Task requirements - Quote each of the entries below verbatim, omitting the pictures.

━━━ Given records

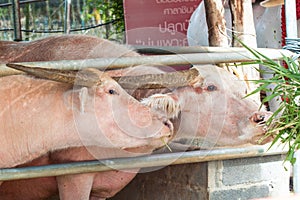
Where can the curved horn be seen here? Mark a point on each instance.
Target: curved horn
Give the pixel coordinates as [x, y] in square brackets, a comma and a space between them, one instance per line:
[156, 81]
[88, 77]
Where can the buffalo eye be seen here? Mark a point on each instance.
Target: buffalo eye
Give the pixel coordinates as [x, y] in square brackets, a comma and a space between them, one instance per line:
[111, 91]
[211, 88]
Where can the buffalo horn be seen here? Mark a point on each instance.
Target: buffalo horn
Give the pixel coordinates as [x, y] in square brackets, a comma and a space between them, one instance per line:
[156, 81]
[88, 77]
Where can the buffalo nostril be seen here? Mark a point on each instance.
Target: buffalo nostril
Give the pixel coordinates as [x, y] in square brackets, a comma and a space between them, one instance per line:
[168, 124]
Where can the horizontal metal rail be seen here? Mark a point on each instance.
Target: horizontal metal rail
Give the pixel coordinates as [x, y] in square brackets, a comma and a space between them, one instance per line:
[185, 49]
[178, 59]
[155, 160]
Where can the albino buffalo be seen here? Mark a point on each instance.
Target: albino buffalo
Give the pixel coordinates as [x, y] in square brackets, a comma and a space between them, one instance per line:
[42, 116]
[211, 109]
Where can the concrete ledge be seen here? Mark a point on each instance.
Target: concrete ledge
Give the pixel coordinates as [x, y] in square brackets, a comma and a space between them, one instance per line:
[242, 178]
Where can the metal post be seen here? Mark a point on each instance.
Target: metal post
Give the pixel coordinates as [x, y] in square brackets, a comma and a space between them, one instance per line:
[17, 20]
[290, 18]
[67, 24]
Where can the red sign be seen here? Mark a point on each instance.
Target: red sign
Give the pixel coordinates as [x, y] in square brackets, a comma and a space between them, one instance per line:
[158, 22]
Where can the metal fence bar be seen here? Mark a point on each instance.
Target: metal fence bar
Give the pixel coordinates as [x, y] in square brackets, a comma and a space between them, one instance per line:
[136, 162]
[178, 59]
[184, 49]
[21, 2]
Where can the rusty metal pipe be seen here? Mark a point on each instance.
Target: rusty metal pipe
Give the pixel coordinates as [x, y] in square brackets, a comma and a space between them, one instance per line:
[180, 59]
[136, 162]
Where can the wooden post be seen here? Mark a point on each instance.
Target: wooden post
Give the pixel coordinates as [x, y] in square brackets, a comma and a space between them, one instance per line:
[17, 20]
[216, 23]
[67, 22]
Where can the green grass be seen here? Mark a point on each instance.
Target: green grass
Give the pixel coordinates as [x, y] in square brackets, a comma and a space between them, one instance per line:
[284, 125]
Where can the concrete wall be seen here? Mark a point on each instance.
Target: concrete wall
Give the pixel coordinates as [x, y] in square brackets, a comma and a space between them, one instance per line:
[240, 179]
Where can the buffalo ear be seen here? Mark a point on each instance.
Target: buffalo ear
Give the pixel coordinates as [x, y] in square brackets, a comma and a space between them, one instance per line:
[76, 99]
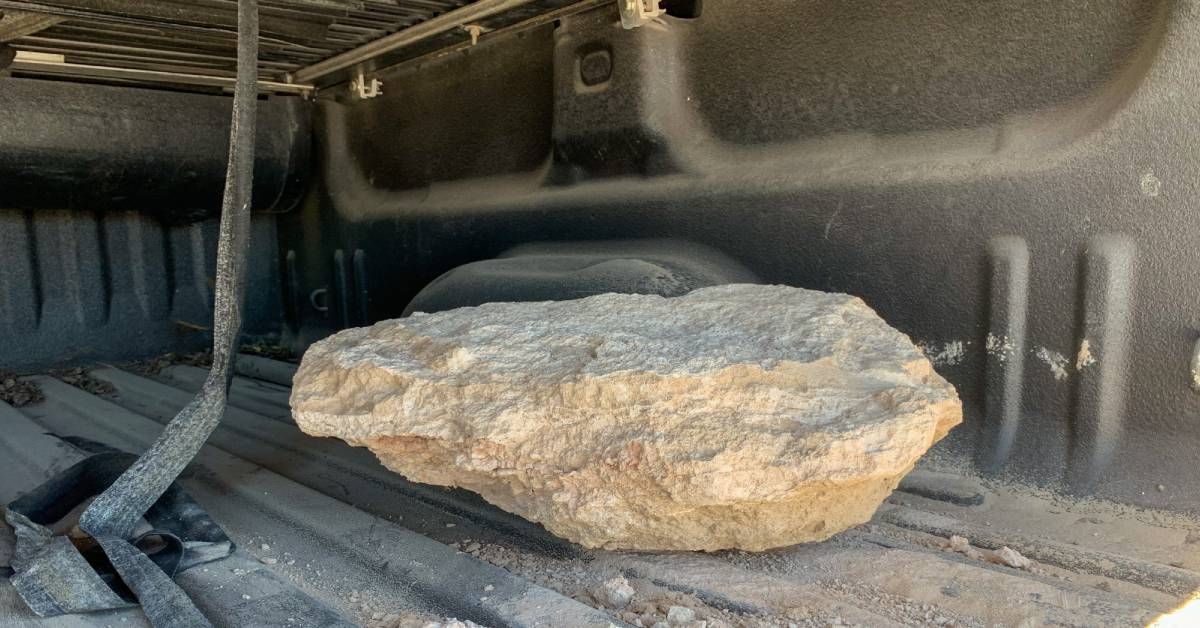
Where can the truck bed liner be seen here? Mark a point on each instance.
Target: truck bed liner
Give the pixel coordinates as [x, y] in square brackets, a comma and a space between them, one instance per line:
[328, 519]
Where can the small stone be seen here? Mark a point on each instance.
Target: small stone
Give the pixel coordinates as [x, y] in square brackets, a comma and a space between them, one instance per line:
[681, 616]
[616, 593]
[1011, 557]
[733, 417]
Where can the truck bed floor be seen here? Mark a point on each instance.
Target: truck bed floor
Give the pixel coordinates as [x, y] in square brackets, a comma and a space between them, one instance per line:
[327, 519]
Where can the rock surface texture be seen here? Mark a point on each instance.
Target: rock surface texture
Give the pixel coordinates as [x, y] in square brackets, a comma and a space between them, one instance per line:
[736, 416]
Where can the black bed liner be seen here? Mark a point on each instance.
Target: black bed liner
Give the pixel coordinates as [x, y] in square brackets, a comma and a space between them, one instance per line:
[315, 516]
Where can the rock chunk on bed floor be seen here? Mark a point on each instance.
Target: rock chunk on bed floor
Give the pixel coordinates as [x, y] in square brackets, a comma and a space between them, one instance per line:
[737, 416]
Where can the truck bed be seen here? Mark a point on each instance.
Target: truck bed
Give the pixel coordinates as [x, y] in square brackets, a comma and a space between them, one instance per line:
[319, 520]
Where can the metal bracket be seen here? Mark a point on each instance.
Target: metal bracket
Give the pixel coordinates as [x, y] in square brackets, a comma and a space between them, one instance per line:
[639, 12]
[366, 89]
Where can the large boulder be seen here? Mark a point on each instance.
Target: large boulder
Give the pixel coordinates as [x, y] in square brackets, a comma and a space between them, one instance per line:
[732, 417]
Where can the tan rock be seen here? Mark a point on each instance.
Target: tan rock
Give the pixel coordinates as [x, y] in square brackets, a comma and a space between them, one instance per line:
[732, 417]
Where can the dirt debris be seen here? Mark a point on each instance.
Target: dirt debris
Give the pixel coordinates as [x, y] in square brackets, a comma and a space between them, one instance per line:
[1005, 555]
[616, 593]
[82, 378]
[18, 393]
[151, 366]
[651, 604]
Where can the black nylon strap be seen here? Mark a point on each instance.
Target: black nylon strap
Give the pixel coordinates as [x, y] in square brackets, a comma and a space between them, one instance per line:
[111, 519]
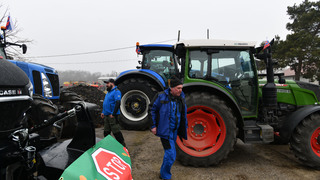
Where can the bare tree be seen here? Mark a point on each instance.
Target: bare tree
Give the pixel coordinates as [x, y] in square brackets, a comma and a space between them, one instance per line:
[13, 52]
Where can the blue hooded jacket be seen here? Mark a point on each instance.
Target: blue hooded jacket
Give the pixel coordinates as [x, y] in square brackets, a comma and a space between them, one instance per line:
[110, 101]
[159, 112]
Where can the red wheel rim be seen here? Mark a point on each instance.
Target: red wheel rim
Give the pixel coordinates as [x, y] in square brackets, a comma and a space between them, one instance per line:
[206, 132]
[315, 142]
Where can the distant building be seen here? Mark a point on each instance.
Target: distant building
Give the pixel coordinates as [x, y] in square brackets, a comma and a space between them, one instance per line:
[289, 75]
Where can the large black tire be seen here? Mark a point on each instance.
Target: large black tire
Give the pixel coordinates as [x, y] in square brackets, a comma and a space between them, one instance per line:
[136, 96]
[69, 125]
[42, 109]
[211, 131]
[305, 141]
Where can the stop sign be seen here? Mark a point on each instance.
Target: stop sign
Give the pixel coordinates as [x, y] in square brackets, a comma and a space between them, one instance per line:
[110, 165]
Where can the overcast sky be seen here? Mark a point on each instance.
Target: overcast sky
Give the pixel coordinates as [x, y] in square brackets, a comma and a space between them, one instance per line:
[64, 27]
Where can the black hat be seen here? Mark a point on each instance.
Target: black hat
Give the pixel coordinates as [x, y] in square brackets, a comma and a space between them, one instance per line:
[175, 82]
[111, 80]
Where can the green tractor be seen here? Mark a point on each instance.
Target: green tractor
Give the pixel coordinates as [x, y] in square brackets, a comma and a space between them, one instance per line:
[227, 100]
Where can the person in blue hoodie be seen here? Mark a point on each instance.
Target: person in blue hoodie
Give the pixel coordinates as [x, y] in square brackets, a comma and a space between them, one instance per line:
[168, 112]
[111, 111]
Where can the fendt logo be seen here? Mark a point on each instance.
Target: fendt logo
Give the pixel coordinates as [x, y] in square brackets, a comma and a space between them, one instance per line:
[110, 165]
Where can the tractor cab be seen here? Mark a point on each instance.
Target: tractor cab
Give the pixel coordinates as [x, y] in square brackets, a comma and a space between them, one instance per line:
[229, 64]
[159, 58]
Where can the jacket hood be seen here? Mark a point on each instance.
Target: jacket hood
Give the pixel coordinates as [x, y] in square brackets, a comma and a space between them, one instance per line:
[167, 91]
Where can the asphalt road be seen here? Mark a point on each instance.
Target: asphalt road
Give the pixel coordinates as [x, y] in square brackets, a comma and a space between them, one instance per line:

━━━━━━

Written response -
Where can the curved horn be seen here? Mark a point on each instance.
Target: curved horn
Give the pixel coordinates as [x, y] in square brackets, a comma and a space between them, one instance per line:
[156, 81]
[88, 77]
Where can the buffalo eye be seen here? Mark a point on each instance.
Target: buffalo eye
Give the pixel coordinates as [x, y] in square brackets, a comma and a space between them, one instance per line:
[111, 91]
[211, 88]
Where can the buffalo horn be seen here? Mark a point on each instance.
Target: buffalo horn
Give the pixel coordinates as [x, y] in square brackets, a comma and a space between them, one instance per line:
[156, 81]
[88, 77]
Where can the buffalo nostril be seen here? Mark a point on each instance.
Target: buffalo nostril
Give the pixel coordinates as [x, y] in square brackets, a comma and a space between them, one instance per line:
[168, 124]
Where can the horizontal metal rail be seen here? Mark a point on each instance.
Target: horizontal metal rail
Give the pixel coordinates as [x, y] in square brackets, a comma and a space between them, one instance per line:
[185, 49]
[178, 59]
[155, 160]
Where can the albino buffalo be seen here? Mark a point on each instance.
Target: albino buffalo
Give the pixel coordinates as [x, y] in square brackets, a comma and a space between them, one instance per line:
[42, 116]
[211, 109]
Where can the concrete ledge be seen here? Mark a point on each instance.
Target: concrete ledge
Give the pixel coordinates as [x, y] in square brackets, a comma and a space between them, one instance per line:
[242, 178]
Where can the metal post be seen here? Mark a point on each instance.
Target: metal post
Give the pixel coordinates as [x, y] in square brackets, a comma and a space between them, one instance per line:
[17, 20]
[290, 18]
[67, 24]
Where can the red sign be seen here? Mark a point on each instance.
Target: red sign
Give the pixel coordinates as [x, y] in square brackets, a comma and a space between them, one instance per line:
[158, 22]
Where can the metal fence bar be seen here? Mark a point on each instance.
Target: metal fence bar
Give the pixel coordinates as [x, y] in square brackets, a comma and a space between them, one instance per line:
[136, 162]
[178, 59]
[184, 49]
[21, 2]
Where can the rusty metal pipe be seen here? Mark a point on each instance.
Target: rusty metal pipe
Give the pixel coordinates as [x, y] in square brackets, a comma and a space between them, one instance per line:
[180, 59]
[136, 162]
Where can the wooden post be seen here? Mark a point on each instance.
Target: wooden post
Give the pixel coordinates as [x, y] in square brackets, a comma and a space between them, one instance per line:
[17, 20]
[216, 23]
[67, 22]
Where can the green grass be seen here? Mark a point on each instance.
Target: green grass
Give the pixel coordinates as [x, y] in square brackets, a comma and a space between them, one instance per line:
[284, 125]
Where can the concrete wall be seen here? Mark a point on each instance.
Target: concrete wall
Give the pixel coordinates as [x, y] in square brackets, a comma and a space between them, one instance per line:
[240, 179]
Where can the buffalo ear be seen here? Mark a point on each instance.
Target: buffalo ear
Give the pixel coordinates as [x, y] in square brackets, a comma and a space between them, one instance per line:
[76, 99]
Where can the truck bed liner be seen here? Mark a point on each instance.
Target: truck bed liner
Give the pixel coordinates as [x, y] in square brackets, a comma and a space between them, one instance per line:
[328, 519]
Where can the small stone be seen here? Mark a point on each instance.
Target: small stone
Give the pixel coordinates as [x, y] in square brackets, a comma and a space between them, one instance per line:
[681, 616]
[616, 593]
[1011, 557]
[733, 417]
Where can the truck bed floor be seen here? Mark a point on each instance.
Target: truck bed floor
Give the pixel coordinates as [x, y] in square brackets, a comma and a space between them, one instance per line:
[327, 519]
Where can the rock surface texture be seen here? Mark a point on each instance.
Target: rock surface texture
Give the pixel coordinates as [x, y] in square brackets, a comma and a space between them, one instance per line:
[736, 416]
Where can the black bed liner be seen here? Mark a point on each instance.
Target: black bed liner
Give the pixel coordinates as [x, y] in square brackets, a comma and a space between them, one instance per line:
[315, 516]
Where can the rock chunk on bed floor be seen here? Mark a point on each instance.
Target: rock chunk on bed floor
Give the pixel coordinates as [x, y] in square brackets, a comma and a space between them, one instance per line:
[737, 416]
Where can the truck bed be seen here? Mark a point on each instance.
Target: truck bed
Give the pixel coordinates as [x, y] in square brackets, a comma and a space between them, one instance per line:
[319, 520]
Where can the metal bracket be seen here? Mark a point on each instance.
Target: metal bracket
Give the pixel coordinates as [x, y] in square brackets, a comma and a space between them, one instance per line:
[639, 12]
[366, 89]
Where can the large boulder be seen here? Mark a point on each instance.
Target: large boulder
Give the pixel coordinates as [x, y] in square brackets, a comma and a space between them, one instance per line:
[732, 417]
Where can the tan rock be seen here? Mark a point on each instance.
Target: tan rock
Give the pixel coordinates as [x, y] in square brackets, a comma and a space between them, one instance per line:
[732, 417]
Where can the dirt debris be seen here? Mark a point on each instance.
Target: dirt debris
Give the pixel coordinates as [x, y] in square brackets, a comma and a space between them, one instance per line:
[1005, 555]
[616, 593]
[82, 378]
[18, 393]
[151, 366]
[651, 604]
Where can the black nylon strap be seen here? Mark a point on each instance.
Target: black nylon strap
Give the pixel coordinates as [x, y] in square brackets, a comma and a space between them, one instance per line:
[111, 519]
Where can the bare tree be seen here? Mark a point on each instance.
Target: bare tree
Give the pixel coordinates as [x, y] in square brackets, a comma and a space between them, one instance per line:
[13, 52]
Where can the blue hooded jacket be seen here? Mark a point on each instance.
Target: blue hooded jacket
Give the pixel coordinates as [x, y] in square brackets, a comma and a space between them, one instance per line:
[110, 101]
[159, 112]
Where can the red wheel rim be seen here? Mark a point on each instance.
Target: red wheel rim
Give the pixel coordinates as [x, y] in square brackets, a comma and a space between them, one instance per line:
[206, 132]
[315, 142]
Where can the distant building be seen here? Mark a point on each instance.
Target: distant building
Give the pixel coordinates as [x, y] in square brackets, a comma and a space between them, one instance per line:
[289, 75]
Where can the large black tire be seen here? Mark a point on each instance.
Target: large black tire
Give the pixel coordinates as [x, y] in square brackets, a comma and a space between them, one instance per line:
[136, 96]
[69, 125]
[42, 109]
[211, 131]
[305, 141]
Where can the stop sign be seen here? Mark a point on each instance.
Target: stop sign
Give the pixel coordinates as [x, y] in square brackets, a comma and a space between them, one instance per line:
[110, 165]
Where can the overcast sky be seen here? Mark a point on each instance.
Target: overcast sky
Give the pixel coordinates as [x, y] in square brackets, a comma and a space between them, one instance per line:
[64, 27]
Where can the black hat be seen here? Mark a point on each instance.
Target: black hat
Give the pixel coordinates as [x, y] in square brackets, a comma and a space between them, one instance per line:
[175, 82]
[111, 80]
Where can the green tractor be seen here? Mark a point on each instance.
Target: green tractor
Give the pixel coordinates as [x, y] in square brackets, a comma and a space between them, one instance per line:
[227, 100]
Where can the person in blue hoodie be seen here? Mark a point on each instance.
Target: person in blue hoodie
Give the pixel coordinates as [x, y] in square brackets, a comma and a space between them, one instance per line:
[168, 112]
[111, 111]
Where can the fendt logo be seen here? Mark a point on each instance.
Target: fendt logo
Give the pixel coordinates as [x, y] in square brackets, a comma and a space between them, one instance per line:
[110, 165]
Where can the tractor cab be seen here? Mark a point on each instance.
Target: tractor cab
Give the pixel coordinates as [x, y] in square brackets, a comma and a space between them, one instance per line:
[229, 64]
[159, 58]
Where can the jacket hood be seen here? Mark a point on each instance.
Target: jacket hood
Give the pixel coordinates as [x, y] in square brackets, a comma and a space between them, one instance per line:
[167, 91]
Where can the asphalt road be seen here? Mark a point on each instance.
Target: asphalt road
Give the pixel coordinates as [x, y] in square brackets, a comma and a space between them, one instance per line:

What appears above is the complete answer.